ABOUT THIS TASK: Report the count of lines in the listing below that include the string "water", with no other text.

DATASET CONTENT:
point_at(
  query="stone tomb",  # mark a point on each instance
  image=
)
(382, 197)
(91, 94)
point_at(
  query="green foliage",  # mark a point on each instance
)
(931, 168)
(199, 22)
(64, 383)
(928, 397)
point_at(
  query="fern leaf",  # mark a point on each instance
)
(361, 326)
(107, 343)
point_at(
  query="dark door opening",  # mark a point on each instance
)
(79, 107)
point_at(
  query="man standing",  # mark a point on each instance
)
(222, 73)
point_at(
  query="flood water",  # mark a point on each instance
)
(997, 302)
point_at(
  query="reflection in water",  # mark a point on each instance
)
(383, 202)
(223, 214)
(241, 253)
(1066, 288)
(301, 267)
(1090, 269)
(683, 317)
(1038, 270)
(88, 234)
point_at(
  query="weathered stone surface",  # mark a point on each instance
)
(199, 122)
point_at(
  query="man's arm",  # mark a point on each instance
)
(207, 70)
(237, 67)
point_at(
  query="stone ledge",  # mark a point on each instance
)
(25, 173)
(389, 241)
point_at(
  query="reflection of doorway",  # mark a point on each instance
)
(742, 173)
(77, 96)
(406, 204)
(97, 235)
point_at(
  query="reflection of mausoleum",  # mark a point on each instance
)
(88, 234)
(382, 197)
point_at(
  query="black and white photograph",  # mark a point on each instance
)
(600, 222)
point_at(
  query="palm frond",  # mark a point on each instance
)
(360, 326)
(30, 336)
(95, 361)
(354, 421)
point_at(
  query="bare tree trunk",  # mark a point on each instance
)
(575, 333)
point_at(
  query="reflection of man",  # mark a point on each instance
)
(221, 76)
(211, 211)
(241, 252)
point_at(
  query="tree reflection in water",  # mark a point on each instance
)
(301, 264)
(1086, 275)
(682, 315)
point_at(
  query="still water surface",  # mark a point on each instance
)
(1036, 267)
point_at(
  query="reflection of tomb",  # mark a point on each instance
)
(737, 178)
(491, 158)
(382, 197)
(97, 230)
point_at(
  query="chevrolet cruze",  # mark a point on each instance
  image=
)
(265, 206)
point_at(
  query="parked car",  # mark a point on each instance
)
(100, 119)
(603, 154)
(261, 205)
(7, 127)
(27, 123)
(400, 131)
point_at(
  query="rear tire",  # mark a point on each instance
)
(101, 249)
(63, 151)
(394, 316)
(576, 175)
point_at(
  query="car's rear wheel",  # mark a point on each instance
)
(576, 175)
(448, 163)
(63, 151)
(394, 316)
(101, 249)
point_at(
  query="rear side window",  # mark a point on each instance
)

==

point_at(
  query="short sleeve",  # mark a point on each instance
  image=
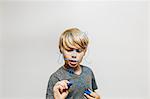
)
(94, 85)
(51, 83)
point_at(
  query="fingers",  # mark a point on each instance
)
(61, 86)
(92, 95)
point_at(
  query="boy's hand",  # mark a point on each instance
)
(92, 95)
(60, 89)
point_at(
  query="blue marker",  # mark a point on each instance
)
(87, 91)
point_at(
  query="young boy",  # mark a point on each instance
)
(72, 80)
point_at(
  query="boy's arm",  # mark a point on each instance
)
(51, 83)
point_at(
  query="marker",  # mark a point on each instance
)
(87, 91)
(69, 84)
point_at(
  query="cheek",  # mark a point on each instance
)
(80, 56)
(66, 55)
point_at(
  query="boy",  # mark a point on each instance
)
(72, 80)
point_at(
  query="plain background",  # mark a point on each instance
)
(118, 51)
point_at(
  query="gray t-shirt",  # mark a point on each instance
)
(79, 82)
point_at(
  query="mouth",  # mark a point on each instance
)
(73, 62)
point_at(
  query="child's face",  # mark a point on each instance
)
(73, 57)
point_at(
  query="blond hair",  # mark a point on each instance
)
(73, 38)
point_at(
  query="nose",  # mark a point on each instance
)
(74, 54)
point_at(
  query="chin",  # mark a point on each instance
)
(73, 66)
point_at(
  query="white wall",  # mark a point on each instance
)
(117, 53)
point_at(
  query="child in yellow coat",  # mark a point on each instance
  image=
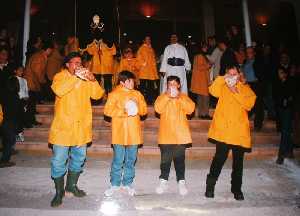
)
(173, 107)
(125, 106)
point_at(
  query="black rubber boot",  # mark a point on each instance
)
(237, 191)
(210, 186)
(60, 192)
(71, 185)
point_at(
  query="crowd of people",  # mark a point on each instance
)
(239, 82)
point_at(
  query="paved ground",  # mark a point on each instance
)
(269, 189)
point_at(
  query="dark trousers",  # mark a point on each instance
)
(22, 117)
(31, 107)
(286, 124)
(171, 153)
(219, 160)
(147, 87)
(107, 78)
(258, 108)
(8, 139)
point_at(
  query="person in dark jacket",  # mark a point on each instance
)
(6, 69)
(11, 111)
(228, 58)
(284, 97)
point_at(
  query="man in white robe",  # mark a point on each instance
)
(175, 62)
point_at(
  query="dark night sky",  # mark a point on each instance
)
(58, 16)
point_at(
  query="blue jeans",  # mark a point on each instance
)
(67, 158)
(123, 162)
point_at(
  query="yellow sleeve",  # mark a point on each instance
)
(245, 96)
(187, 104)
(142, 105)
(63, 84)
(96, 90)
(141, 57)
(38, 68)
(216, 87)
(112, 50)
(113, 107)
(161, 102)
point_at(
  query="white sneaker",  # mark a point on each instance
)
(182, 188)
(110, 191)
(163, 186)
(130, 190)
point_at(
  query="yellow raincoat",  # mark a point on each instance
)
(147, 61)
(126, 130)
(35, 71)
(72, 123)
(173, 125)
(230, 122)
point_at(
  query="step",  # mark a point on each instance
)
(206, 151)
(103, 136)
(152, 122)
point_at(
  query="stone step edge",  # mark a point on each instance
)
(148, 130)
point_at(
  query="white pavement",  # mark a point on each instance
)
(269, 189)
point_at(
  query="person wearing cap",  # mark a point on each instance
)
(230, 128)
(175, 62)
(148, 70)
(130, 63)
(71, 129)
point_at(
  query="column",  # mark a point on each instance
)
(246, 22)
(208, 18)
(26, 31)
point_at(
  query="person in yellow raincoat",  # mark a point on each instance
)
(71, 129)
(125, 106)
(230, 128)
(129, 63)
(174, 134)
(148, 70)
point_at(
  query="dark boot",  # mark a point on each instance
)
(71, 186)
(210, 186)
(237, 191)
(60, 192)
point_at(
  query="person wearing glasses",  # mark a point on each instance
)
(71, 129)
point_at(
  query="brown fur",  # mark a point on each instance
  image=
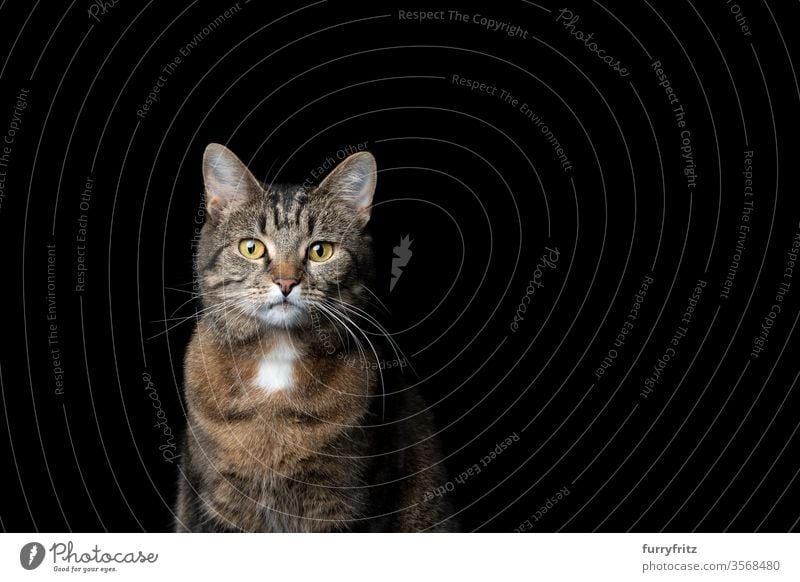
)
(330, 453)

SOLUTION TO THE PROBLEM: 4